(GOAL OF THE EXERCISE):
The records below hold a stretch from the line with "on wall as (x, y), one per line" through the line with "mirror as (x, y), one per line"; return exactly those lines, ends included, and nothing more.

________________________

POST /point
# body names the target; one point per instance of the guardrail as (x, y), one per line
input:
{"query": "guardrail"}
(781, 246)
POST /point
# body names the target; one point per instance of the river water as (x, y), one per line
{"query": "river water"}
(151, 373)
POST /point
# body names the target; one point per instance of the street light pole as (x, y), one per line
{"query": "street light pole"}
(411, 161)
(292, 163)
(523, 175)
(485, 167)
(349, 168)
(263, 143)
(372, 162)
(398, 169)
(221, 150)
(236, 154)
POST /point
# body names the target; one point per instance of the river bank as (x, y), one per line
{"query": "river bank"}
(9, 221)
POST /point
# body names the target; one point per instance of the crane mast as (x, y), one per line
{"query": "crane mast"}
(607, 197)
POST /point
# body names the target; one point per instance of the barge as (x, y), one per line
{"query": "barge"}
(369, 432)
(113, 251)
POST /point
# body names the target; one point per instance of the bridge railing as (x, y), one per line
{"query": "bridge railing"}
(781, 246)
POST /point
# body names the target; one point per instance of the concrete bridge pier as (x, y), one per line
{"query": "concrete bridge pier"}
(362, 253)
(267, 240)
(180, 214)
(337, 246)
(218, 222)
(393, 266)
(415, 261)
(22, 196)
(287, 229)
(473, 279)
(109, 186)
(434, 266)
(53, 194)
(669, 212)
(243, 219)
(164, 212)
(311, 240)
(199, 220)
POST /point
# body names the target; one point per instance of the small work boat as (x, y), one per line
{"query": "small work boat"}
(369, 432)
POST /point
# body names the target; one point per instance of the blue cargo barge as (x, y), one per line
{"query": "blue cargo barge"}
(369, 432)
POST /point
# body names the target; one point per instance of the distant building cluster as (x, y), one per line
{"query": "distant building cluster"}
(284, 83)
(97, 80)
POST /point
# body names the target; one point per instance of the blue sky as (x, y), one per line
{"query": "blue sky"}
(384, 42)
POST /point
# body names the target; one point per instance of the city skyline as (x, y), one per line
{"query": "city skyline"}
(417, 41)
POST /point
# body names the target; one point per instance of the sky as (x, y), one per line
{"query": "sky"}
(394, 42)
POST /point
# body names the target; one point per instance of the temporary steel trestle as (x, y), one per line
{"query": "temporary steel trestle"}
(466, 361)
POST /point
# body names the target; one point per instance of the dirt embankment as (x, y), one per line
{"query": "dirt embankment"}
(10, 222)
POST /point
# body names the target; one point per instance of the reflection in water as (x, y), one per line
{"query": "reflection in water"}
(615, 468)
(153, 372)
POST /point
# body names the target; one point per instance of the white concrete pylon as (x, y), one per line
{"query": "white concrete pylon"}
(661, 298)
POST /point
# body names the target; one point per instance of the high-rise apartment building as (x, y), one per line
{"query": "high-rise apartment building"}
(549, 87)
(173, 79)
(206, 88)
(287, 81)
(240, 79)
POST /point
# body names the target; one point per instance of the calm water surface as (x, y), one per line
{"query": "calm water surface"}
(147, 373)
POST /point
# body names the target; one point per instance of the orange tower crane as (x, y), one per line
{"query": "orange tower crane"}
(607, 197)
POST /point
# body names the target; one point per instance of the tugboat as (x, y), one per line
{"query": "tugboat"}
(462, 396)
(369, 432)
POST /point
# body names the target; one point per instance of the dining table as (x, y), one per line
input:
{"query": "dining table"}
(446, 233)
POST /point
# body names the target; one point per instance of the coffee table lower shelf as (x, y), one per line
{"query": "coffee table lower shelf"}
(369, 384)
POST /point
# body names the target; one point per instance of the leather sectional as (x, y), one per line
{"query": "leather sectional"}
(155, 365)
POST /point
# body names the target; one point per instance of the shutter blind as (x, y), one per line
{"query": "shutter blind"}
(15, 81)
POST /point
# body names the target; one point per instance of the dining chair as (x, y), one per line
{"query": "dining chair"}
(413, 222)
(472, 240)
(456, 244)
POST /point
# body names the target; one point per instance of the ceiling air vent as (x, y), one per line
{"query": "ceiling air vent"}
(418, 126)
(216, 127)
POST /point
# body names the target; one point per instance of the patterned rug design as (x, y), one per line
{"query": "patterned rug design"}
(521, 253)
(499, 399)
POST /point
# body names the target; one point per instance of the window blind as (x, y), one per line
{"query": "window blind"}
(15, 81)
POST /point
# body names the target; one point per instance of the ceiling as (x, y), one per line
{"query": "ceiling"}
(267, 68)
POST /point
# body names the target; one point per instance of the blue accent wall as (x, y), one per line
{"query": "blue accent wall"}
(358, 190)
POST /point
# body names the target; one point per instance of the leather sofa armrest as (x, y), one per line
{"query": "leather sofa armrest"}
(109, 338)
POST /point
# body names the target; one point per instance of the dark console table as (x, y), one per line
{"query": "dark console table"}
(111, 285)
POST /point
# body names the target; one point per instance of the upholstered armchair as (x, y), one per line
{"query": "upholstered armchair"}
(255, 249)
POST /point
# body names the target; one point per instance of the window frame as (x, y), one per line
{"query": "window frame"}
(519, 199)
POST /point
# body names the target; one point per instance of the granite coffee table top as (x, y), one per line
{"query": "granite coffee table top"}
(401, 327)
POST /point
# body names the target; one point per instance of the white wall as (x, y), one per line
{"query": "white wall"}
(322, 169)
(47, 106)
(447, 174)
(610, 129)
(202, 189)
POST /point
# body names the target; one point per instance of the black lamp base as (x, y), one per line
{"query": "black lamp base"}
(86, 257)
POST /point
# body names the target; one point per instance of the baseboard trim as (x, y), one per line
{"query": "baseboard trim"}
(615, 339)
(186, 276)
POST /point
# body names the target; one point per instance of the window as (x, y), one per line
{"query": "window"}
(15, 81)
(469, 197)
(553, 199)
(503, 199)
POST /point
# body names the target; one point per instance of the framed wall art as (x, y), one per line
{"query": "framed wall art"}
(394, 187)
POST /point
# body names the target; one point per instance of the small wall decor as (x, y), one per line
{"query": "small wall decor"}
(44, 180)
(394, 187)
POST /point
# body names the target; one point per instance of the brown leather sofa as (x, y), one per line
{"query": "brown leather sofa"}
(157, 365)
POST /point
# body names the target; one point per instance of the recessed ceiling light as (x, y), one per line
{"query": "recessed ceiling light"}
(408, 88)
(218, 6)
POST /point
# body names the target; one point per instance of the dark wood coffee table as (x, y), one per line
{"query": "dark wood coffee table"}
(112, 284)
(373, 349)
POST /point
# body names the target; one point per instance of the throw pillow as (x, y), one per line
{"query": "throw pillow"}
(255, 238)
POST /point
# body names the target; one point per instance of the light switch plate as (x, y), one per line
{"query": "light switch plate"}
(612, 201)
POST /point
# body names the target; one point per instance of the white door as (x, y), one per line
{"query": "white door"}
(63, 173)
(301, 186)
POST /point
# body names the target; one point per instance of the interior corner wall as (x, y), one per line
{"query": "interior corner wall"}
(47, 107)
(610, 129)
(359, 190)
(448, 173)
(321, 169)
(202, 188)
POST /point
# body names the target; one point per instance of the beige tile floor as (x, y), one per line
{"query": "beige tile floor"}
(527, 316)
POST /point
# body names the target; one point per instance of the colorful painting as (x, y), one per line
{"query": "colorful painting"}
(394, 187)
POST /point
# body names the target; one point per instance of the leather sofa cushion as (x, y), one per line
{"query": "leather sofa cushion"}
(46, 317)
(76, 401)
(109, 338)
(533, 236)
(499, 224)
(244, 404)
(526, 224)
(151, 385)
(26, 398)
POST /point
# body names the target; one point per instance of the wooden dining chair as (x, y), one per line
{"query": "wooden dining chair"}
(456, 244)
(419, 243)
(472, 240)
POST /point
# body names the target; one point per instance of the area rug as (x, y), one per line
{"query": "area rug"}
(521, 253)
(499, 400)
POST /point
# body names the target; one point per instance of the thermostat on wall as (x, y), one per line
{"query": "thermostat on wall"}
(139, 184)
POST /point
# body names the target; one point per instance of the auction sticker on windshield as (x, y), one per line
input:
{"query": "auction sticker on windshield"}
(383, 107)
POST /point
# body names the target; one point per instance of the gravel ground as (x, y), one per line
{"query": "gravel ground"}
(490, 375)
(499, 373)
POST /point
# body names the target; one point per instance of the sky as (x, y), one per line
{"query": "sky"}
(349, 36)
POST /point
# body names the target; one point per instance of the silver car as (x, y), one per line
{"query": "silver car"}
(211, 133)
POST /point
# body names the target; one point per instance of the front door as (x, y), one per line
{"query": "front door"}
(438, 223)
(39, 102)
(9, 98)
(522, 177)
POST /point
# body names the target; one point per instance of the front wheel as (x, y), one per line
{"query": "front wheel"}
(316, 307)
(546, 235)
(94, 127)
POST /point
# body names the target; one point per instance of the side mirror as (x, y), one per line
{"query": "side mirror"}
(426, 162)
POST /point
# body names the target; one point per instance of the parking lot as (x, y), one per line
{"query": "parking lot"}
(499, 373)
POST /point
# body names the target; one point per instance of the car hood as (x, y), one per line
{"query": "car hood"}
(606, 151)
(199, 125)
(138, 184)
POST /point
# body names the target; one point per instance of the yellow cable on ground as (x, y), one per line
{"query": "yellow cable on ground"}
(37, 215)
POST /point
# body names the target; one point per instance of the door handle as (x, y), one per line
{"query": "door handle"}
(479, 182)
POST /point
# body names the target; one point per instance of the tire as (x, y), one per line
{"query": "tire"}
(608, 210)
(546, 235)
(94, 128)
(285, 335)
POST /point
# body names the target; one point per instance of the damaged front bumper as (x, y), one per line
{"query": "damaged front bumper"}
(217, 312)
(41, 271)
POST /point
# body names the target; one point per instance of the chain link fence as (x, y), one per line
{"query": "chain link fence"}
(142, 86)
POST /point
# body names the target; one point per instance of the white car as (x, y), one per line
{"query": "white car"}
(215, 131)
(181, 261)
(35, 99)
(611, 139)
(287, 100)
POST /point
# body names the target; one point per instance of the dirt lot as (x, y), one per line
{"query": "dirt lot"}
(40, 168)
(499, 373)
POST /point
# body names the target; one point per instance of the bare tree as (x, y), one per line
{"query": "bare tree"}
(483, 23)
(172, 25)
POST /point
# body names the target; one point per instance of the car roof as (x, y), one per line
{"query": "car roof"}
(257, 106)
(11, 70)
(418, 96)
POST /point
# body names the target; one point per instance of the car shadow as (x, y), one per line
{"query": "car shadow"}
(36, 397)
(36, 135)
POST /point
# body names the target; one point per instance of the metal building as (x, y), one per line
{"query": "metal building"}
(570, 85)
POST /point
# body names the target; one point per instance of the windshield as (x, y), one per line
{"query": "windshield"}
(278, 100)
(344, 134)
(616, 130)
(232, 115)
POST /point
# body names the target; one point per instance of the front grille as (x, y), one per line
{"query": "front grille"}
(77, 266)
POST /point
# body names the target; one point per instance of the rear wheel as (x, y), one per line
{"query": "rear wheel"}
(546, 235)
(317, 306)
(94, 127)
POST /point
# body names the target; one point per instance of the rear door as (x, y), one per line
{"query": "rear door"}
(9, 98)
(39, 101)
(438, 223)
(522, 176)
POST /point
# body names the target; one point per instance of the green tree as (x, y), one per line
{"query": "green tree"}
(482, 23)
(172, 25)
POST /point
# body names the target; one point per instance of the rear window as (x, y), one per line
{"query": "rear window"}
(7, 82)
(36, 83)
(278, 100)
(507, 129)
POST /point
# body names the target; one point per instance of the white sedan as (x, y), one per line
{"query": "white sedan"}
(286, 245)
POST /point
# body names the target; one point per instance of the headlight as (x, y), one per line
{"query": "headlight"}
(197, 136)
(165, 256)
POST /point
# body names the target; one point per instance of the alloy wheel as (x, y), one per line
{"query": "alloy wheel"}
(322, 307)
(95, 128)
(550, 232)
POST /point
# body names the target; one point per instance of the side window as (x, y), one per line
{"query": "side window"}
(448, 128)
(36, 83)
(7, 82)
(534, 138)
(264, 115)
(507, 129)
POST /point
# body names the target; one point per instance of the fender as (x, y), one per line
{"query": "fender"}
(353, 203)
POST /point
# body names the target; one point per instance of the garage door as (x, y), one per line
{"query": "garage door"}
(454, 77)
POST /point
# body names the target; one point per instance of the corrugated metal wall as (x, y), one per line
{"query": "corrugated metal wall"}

________________________

(SOLUTION):
# body names the target; one point per instance of the thermostat on wall as (x, y), one per line
{"query": "thermostat on wall"}
(139, 184)
POST /point
# body names the target; one point per instance of the auction sticker on windshield as (x, y), one per line
input:
{"query": "auction sticker on windshield"}
(383, 107)
POST /point
# body names the target; one point per instance of the gravel ground as (x, y), one per line
{"query": "gravel ground"}
(490, 375)
(499, 373)
POST /point
# body names the target; one point per instance of the sky as (x, y), one per line
{"query": "sky"}
(349, 36)
POST /point
# body names the target; one point per instance of the silver car as (x, y), one per line
{"query": "silver car"}
(211, 133)
POST /point
# body names the target; one point per instance of the front door as (x, y), one per line
{"query": "front door"}
(438, 223)
(39, 102)
(9, 98)
(522, 177)
POST /point
# body names the target; one point per instance of the front wheel as (x, y), one per line
{"query": "front wheel"}
(316, 307)
(546, 235)
(94, 127)
POST /point
# body names the target; one point per instance of the side mirror as (x, y), one per line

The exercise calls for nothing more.